Required task —
Find each line in the records below that contains the word "foliage" and copy it out. Case counts.

[BEGIN Task data]

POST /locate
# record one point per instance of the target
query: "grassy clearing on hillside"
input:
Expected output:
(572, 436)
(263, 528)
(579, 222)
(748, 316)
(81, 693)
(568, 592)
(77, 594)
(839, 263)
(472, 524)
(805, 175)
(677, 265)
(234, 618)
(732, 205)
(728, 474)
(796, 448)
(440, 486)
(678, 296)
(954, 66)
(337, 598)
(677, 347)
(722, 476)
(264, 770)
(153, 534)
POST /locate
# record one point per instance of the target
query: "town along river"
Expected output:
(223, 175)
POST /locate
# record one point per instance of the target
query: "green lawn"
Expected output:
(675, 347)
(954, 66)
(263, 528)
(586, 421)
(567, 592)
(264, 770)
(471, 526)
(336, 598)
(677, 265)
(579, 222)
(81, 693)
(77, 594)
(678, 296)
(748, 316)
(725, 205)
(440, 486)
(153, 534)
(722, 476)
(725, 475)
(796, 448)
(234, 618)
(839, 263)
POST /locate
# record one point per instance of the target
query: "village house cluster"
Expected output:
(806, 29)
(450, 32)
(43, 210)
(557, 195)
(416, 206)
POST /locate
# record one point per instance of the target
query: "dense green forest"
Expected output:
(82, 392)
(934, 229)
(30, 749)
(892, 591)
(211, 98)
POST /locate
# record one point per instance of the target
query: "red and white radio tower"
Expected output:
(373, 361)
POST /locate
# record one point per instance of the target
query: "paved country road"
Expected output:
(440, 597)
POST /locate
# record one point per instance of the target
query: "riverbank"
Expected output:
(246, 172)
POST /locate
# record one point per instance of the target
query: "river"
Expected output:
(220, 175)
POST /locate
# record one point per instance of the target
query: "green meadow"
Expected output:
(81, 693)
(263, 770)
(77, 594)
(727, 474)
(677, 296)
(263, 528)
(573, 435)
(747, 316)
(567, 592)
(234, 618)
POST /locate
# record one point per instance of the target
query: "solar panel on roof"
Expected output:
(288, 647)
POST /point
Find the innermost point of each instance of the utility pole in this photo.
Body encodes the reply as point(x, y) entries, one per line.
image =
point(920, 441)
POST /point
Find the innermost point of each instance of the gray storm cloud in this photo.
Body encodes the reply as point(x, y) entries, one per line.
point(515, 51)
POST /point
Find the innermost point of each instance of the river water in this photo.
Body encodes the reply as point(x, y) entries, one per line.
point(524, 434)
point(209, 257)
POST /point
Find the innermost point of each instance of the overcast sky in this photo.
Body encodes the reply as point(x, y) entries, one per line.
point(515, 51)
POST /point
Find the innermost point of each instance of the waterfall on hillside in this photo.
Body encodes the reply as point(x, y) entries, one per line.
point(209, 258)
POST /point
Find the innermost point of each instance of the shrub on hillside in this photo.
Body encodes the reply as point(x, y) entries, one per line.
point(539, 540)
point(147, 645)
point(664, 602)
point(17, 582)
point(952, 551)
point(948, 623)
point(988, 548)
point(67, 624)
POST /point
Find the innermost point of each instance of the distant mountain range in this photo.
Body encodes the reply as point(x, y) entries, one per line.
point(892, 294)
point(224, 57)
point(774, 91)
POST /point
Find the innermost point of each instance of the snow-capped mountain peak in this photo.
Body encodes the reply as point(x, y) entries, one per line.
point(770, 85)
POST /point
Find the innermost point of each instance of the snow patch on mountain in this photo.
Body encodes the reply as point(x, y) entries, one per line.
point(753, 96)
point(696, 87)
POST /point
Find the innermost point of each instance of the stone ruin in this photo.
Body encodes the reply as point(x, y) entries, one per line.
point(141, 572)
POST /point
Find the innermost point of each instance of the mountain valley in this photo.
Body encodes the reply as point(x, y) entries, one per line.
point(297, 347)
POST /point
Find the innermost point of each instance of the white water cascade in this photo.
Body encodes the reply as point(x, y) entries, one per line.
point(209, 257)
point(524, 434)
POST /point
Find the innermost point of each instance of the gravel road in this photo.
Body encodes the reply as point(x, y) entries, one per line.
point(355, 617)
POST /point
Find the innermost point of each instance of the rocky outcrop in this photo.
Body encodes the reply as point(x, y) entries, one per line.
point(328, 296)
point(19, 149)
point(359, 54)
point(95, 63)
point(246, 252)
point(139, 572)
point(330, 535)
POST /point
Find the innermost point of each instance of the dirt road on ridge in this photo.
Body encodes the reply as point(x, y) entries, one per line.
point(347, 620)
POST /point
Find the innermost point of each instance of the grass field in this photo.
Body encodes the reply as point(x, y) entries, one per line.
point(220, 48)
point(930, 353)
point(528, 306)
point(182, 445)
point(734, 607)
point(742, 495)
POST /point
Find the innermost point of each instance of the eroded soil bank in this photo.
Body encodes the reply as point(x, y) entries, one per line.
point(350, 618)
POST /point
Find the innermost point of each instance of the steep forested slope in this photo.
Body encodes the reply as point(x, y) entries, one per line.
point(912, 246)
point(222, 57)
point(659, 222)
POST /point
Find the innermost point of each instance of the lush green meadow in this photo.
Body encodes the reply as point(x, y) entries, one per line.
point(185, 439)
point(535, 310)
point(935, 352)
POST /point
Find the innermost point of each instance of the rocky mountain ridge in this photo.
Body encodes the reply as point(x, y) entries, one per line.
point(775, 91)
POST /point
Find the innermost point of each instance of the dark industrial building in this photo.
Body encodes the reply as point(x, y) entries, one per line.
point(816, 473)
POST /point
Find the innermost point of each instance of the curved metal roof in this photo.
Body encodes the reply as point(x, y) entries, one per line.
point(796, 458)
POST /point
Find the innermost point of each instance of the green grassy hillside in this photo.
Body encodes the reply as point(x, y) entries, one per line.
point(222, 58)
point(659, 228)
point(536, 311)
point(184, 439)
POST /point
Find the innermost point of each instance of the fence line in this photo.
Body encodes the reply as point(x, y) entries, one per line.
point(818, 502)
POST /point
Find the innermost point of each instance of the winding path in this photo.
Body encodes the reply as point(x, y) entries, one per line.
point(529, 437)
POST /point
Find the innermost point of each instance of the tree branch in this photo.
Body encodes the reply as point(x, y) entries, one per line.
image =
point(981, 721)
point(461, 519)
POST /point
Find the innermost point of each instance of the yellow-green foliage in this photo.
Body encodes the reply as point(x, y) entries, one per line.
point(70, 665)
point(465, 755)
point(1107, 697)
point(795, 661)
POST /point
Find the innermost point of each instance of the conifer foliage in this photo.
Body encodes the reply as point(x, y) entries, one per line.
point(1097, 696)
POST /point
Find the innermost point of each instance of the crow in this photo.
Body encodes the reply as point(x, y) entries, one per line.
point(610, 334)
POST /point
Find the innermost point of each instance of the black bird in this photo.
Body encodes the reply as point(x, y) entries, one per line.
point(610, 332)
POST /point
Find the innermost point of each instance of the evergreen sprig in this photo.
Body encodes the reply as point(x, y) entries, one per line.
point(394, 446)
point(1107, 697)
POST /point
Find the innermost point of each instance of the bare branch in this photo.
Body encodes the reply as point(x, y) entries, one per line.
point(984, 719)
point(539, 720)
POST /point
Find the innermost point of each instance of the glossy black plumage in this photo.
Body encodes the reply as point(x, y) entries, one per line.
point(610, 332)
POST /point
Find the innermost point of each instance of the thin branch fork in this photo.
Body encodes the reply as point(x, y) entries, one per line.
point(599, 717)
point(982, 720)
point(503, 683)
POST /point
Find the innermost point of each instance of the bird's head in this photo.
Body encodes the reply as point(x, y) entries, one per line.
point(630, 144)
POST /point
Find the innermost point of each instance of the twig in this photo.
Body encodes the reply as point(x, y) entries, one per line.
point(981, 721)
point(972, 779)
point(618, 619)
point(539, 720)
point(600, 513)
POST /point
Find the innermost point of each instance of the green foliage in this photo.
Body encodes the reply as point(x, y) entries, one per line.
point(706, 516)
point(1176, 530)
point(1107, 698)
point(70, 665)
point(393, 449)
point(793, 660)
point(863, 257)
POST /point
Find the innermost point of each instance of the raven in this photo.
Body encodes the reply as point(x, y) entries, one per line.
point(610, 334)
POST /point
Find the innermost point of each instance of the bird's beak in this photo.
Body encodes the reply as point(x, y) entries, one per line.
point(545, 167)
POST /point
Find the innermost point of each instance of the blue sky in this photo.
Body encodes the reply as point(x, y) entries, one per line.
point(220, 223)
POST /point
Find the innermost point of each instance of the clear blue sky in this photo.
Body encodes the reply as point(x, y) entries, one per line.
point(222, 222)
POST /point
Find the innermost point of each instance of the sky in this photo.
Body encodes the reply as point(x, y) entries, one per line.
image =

[END Task data]

Written solution —
Find the innermost point of each instance of the yellow-green foliage in this photo.
Find the innermost point of each instance of the conifer foliage in this photo.
Find the innermost point of each instance of the green foliage in this photo.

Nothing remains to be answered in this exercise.